Dataset records:

§ §

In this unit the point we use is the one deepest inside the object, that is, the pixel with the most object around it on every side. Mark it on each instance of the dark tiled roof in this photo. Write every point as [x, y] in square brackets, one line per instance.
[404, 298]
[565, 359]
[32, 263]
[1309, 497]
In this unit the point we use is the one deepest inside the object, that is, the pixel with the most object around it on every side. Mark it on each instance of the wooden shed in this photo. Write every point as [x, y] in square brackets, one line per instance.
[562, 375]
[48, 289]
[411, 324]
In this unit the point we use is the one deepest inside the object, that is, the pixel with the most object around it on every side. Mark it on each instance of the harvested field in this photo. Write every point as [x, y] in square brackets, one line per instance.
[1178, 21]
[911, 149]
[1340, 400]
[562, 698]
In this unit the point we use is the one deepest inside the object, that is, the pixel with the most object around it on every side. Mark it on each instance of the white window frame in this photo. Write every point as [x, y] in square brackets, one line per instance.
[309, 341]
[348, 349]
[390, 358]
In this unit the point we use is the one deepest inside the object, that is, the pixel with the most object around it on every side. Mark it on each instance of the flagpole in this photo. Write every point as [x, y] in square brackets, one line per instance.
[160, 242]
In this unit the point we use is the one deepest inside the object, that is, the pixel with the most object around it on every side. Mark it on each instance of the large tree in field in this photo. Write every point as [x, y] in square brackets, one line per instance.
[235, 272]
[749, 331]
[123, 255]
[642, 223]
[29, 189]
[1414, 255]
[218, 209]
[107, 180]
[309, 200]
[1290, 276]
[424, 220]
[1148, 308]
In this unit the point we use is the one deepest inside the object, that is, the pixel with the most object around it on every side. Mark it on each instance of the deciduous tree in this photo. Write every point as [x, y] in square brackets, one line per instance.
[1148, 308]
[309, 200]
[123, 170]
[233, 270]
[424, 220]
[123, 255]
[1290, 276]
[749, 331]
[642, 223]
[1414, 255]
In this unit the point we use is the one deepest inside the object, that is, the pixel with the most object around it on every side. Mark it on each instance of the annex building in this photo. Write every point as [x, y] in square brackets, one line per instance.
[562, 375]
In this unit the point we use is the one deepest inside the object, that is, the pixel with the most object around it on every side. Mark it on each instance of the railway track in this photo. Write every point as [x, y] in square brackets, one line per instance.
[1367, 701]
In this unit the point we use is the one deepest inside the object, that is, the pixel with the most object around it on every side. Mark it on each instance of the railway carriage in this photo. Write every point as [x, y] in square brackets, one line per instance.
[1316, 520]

§ §

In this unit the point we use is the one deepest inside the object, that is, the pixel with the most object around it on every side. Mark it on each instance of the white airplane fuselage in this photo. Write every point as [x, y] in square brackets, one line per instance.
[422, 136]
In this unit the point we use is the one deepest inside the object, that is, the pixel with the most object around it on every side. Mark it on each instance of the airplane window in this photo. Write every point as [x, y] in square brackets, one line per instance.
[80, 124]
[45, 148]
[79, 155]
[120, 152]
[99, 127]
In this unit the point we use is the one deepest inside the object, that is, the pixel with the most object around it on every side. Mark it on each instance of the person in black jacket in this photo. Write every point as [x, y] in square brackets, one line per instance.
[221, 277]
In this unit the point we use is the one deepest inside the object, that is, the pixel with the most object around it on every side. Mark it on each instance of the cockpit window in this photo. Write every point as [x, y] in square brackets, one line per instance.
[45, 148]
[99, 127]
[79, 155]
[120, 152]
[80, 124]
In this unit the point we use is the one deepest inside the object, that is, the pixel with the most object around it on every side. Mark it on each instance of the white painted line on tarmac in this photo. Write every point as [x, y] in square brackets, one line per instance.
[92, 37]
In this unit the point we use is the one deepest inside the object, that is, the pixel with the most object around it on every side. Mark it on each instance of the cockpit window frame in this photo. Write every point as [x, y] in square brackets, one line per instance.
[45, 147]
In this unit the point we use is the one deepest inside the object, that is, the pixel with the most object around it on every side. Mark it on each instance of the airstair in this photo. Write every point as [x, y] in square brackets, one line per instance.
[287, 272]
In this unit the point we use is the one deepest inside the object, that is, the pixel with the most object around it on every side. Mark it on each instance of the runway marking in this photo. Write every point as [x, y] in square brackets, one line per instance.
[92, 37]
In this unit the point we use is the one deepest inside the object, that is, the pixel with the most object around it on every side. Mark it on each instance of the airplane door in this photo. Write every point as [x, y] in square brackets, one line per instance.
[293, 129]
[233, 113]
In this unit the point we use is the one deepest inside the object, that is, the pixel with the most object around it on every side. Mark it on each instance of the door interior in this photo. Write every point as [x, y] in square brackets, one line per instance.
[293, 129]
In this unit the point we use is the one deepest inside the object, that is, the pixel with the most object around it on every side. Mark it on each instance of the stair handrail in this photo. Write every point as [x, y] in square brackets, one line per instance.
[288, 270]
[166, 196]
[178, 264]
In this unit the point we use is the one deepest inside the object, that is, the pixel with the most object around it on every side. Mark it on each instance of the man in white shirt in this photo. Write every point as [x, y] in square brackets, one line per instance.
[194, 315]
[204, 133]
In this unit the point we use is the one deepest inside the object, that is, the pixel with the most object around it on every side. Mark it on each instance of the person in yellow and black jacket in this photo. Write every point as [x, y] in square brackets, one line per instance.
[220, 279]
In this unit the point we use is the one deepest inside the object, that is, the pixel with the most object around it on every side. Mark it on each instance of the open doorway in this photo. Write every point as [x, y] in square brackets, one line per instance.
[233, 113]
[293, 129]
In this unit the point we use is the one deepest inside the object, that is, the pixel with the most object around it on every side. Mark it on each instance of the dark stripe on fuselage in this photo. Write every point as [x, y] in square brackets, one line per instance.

§ §

[What the task requires]:
Which lines in the items above contain the string "cockpit", with case counting? Pull out each of those lines and copy it in full.

[Response]:
In this unit the point we use is the one deepest inside the object, that is, the pixel with the most object around it on every side. Mark it on each instance of the cockpit window in this photo. Write every point as [x, y] in square brackets, one line per instance.
In this unit the point we use is the one deepest inside the object, that is, the pixel with the most object around it on every side. Mark it on each instance of the cockpit window frame in this photo. Write every point as [x, y] in square brackets, one line per instance.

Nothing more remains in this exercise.